§ What you need to do: Pick each line containing the word "wooden" out of the data below.

- - - - -

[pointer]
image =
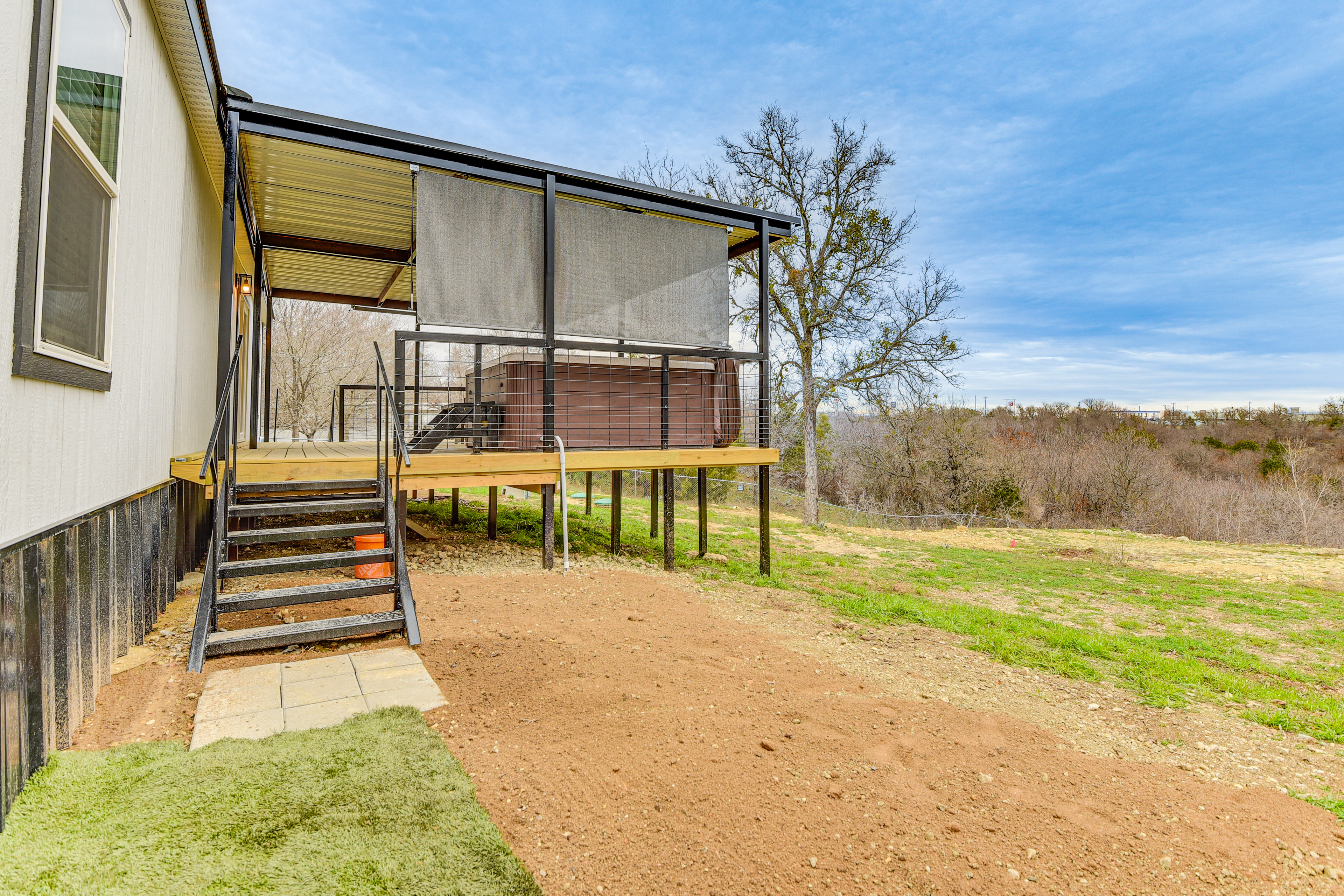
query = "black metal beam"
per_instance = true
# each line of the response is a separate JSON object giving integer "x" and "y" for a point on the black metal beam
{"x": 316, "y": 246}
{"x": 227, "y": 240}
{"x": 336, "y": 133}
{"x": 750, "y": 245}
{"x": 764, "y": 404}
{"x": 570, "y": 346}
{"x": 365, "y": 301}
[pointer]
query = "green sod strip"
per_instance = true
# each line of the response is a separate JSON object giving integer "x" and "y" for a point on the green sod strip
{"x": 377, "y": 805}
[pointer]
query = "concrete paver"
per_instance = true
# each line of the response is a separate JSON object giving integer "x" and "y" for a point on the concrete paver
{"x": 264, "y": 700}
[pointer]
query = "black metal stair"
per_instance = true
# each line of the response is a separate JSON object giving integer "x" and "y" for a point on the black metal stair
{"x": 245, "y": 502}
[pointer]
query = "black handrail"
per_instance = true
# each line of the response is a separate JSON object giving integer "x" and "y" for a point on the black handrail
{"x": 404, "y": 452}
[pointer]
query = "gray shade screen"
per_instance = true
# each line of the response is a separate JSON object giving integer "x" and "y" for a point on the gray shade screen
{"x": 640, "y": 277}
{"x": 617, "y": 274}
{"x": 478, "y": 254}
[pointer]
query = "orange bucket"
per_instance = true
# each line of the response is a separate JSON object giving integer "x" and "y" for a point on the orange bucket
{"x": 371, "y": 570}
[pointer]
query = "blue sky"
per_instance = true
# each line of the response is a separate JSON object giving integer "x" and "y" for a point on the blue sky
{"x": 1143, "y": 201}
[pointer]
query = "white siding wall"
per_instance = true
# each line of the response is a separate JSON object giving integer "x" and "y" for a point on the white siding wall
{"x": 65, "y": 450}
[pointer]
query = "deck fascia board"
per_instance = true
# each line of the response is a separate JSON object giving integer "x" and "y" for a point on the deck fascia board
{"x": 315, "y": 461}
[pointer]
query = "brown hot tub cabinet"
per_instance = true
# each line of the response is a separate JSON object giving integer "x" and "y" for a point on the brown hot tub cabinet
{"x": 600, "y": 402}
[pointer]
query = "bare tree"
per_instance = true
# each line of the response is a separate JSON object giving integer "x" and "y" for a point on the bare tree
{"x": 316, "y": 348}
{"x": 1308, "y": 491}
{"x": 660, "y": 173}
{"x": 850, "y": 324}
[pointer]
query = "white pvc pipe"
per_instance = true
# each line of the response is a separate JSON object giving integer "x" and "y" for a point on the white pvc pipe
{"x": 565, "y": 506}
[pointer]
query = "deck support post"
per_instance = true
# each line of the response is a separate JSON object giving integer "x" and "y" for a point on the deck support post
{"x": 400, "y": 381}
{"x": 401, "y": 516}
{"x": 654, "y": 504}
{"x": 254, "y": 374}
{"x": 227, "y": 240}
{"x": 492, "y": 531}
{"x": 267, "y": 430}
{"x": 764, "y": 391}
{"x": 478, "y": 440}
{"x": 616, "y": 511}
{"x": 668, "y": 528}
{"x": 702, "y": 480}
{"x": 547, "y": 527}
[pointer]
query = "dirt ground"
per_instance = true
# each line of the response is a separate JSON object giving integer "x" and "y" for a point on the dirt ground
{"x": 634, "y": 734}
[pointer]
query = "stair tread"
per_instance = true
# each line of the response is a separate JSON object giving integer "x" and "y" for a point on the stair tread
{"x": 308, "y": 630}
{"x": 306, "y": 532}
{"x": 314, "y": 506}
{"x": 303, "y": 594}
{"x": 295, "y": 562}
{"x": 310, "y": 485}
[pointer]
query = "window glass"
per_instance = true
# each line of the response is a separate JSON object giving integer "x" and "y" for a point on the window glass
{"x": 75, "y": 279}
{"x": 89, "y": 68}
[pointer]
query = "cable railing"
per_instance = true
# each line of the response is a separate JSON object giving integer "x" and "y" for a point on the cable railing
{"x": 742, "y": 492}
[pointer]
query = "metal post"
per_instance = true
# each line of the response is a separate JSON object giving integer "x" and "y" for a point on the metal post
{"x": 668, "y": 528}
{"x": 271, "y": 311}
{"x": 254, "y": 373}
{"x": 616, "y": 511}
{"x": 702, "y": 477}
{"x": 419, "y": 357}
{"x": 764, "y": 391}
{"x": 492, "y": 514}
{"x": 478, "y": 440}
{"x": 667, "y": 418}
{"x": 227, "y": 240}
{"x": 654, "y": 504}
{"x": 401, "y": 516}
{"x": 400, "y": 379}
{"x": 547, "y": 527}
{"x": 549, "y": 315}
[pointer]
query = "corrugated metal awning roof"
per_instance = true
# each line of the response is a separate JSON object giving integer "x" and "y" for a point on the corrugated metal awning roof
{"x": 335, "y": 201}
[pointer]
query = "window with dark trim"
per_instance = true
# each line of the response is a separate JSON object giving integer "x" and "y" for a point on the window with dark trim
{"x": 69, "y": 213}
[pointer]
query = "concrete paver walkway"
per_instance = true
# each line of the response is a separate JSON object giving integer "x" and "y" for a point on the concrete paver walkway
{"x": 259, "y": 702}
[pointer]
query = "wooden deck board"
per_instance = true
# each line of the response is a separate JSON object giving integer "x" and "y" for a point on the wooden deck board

- - - - -

§ Your solution:
query = "wooden deck board"
# each line of the response is a separate JSON object giving integer "x" and "y" for a point on the wooden deck board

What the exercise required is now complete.